## WHAT IS REQUIRED
Starting at the line that contains "Return the polygon of every instance of the speckled" and ending at the last of the items below, write out every line again, requests included. Multiply each number in the answers (the viewBox dimensions and the path coordinates) by 0.75 and round it to a whole number, with halves rounded up, and leave the pictures out.
§
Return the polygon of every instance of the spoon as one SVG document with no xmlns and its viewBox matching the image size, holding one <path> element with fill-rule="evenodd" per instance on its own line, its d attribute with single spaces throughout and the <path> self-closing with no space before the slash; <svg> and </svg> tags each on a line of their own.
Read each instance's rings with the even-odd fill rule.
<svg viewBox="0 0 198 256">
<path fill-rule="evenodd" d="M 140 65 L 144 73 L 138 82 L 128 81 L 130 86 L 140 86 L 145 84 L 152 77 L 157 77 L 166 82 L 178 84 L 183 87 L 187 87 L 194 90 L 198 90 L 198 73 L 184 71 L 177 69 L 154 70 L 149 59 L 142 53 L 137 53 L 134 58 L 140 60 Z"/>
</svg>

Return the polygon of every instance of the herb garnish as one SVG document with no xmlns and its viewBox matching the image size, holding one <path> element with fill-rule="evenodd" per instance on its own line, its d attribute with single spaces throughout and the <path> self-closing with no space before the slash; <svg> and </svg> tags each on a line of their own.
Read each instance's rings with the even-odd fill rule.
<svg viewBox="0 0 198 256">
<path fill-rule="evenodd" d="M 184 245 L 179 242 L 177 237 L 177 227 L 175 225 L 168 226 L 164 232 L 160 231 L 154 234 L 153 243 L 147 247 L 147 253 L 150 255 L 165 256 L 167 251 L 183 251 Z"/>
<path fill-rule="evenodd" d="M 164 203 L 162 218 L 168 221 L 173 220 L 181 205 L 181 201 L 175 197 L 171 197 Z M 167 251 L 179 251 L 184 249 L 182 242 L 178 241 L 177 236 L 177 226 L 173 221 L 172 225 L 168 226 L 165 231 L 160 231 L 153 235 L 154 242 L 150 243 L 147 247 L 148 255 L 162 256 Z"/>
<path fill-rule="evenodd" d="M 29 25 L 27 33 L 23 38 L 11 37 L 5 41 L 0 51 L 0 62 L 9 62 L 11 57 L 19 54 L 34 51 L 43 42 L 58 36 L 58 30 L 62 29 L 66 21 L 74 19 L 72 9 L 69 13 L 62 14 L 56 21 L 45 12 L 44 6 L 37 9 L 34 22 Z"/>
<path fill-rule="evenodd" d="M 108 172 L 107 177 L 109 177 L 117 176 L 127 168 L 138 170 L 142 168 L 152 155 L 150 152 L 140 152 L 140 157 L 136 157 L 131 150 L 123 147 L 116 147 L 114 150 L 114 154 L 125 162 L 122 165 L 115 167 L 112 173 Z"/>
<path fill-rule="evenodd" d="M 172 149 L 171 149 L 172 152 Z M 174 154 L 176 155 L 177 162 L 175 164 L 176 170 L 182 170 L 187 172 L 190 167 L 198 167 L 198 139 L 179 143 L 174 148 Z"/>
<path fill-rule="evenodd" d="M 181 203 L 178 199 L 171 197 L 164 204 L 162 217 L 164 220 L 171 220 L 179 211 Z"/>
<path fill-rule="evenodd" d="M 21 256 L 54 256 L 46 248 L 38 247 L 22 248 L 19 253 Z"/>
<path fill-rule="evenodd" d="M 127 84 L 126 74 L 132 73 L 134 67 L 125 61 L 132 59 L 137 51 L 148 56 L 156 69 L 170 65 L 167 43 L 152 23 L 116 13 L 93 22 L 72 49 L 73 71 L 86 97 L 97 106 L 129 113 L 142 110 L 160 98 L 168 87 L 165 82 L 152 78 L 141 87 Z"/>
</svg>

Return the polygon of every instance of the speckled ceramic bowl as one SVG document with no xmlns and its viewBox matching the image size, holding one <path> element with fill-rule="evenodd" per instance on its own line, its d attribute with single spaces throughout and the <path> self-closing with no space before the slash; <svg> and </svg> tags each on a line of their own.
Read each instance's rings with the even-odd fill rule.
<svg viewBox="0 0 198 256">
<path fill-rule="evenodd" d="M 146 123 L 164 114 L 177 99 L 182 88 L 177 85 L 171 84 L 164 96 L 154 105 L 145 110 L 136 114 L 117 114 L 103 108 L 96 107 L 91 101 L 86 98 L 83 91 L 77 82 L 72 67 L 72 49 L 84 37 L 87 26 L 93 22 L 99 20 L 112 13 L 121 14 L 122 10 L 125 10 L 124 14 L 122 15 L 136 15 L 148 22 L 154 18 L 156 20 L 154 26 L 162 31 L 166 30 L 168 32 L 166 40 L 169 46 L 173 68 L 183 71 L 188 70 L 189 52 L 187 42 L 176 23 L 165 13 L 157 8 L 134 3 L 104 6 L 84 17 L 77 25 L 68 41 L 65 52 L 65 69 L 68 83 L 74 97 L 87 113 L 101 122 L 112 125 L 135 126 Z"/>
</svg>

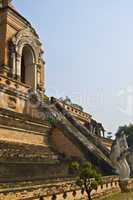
§
## REPLY TO THE TASK
Return the polygon of every instance of the speckled ceramic bowl as one SVG document with no xmlns and its viewBox matching the image size, holding one <path> element with fill-rule="evenodd" per instance on its own line, its d attribute with single spaces throughout and the <path> self-closing with no space before the slash; <svg> and </svg> tags each on a line of their own.
Read each instance's rings with the even-odd fill rule.
<svg viewBox="0 0 149 192">
<path fill-rule="evenodd" d="M 110 92 L 123 86 L 133 74 L 137 66 L 133 64 L 128 63 L 123 72 L 116 79 L 109 83 L 102 86 L 88 86 L 77 81 L 72 80 L 68 76 L 65 74 L 62 68 L 58 62 L 54 50 L 54 37 L 63 28 L 65 20 L 70 17 L 74 15 L 84 10 L 91 11 L 92 8 L 94 8 L 93 11 L 92 11 L 102 11 L 111 17 L 116 14 L 117 15 L 116 20 L 122 23 L 125 23 L 126 24 L 125 30 L 127 35 L 130 51 L 137 53 L 141 53 L 142 39 L 140 32 L 132 17 L 124 10 L 118 6 L 101 2 L 78 5 L 63 13 L 58 19 L 51 31 L 49 39 L 49 52 L 51 62 L 56 73 L 65 85 L 76 92 L 84 94 L 101 95 Z"/>
</svg>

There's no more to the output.